Problem 1. Please change "gray rock" to "gray stone" in the records from the line with "find gray rock" through the last line of the records, and return those lines with nothing else altered.

Text passage.

========

Ontel Products, Inc. v. Project Strategies Corp.
Decision Date | 14 September 1995 |
Docket Number | No. 94 Civ. 9025(HB).,94 Civ. 9025(HB). |
Citation | 899 F. Supp. 1144 |
Parties | ONTEL PRODUCTS, INC., d/b/a Pet & Groom, Plaintiff, v. PROJECT STRATEGIES CORP. and Stephen Ziskind, Defendants. |
Court | U.S. District Court — Southern District of New York |
COPYRIGHT MATERIAL OMITTED
Kenneth R. Umans, Colucci & Umans, New York City, for Plaintiff.
Charles P. Kennedy, Jonathan A. David, Lerner, David, Littenberg, Krumholz & Mentlik, Westfield, NJ, for Defendants.
Defendant Project Strategies Corporation ("P.S.C.") sells a pet grooming device that it advertises through various media including television. The product is the "pet mitt" that enables pets to be groomed by a glove that pulls off loose hair from the pet. It packages this product with a label that reads "As Seen On TV." P.S.C. is incorporated in and has its only place of business in Florida. It discovered that plaintiff Ontel Products ("Ontel"), which has its principal place of business in New Jersey, was selling a different pet grooming device with the claim that it is "Similar To Those Seen On TV."1
P.S.C. informed Ontel that because Ontel does not advertise its own pet grooming device on television, Ontel's packaging violates P.S.C.'s rights. Ontel, meanwhile, informed P.S.C. that P.S.C. was harming Ontel's sales of its product by creating the allegedly incorrect impressions to market participants, through advertising, threatened lawsuits, and other means, that (1) Ontel's product violates a P.S.C.-owned patent, and (2) Ontel's use of the "Similar To Those Seen On TV" phrase on its packaging infringes P.S.C.'s rights. The parties entered settlement negotiations, but while the negotiations were ongoing, P.S.C. claims that Ontel filed the instant suit in order to choose the venue of the Southern District of New York rather than the District of New Jersey where P.S.C. could be expected to file a lawsuit if settlement did not transpire.
Am.Compl. ¶ 4(e).2 Later that same day, P.S.C. filed a suit in the District of New Jersey alleging violation of the Lanham Act and seeking damages. P.S.C. brought the instant motion to (1) dismiss Ontel's suit for lack of personal jurisdiction or improper venue; (2) transfer for forum non conveniens to the District of New Jersey; or (3) dismiss the action, or stay it pending disposition of the District of New Jersey proceeding.
For the reasons below, P.S.C.'s motions are granted in part and denied in part. I conclude that the dispute should be resolved here. The parties are therefore enjoined from pursuing the District of New Jersey action, which action has been held in abeyance by the District of New Jersey pending resolution of the instant motions.

========

Dataset entries:

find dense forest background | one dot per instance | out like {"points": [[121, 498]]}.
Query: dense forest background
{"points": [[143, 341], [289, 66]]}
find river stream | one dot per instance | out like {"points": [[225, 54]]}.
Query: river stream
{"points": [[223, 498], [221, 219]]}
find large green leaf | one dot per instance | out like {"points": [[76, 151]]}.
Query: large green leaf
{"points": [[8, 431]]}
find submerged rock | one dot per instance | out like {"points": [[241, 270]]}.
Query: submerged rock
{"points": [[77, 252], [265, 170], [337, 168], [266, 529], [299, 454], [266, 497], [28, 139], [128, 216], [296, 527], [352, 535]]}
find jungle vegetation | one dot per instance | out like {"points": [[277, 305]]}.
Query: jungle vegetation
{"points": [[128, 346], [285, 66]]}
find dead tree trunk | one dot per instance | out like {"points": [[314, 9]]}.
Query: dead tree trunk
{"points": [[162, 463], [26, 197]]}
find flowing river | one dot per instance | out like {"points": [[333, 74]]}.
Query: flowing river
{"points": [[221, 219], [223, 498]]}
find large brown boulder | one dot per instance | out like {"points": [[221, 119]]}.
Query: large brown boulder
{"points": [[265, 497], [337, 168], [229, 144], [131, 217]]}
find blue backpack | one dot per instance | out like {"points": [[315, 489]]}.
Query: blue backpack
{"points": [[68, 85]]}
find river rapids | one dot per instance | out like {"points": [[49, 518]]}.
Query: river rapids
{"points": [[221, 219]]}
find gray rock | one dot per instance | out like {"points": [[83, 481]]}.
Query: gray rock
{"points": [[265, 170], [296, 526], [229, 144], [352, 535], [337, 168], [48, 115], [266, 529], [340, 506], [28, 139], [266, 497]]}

========

Problem 2. According to the court decision, in which state is P.S.C. incorporated?

Correct answer 1.
find gray stone | one dot per instance | out like {"points": [[83, 481]]}.
Query: gray stone
{"points": [[265, 170], [296, 526], [229, 144], [352, 535], [337, 168], [48, 115], [266, 529], [340, 506], [28, 139], [266, 497]]}

Correct answer 2. Florida.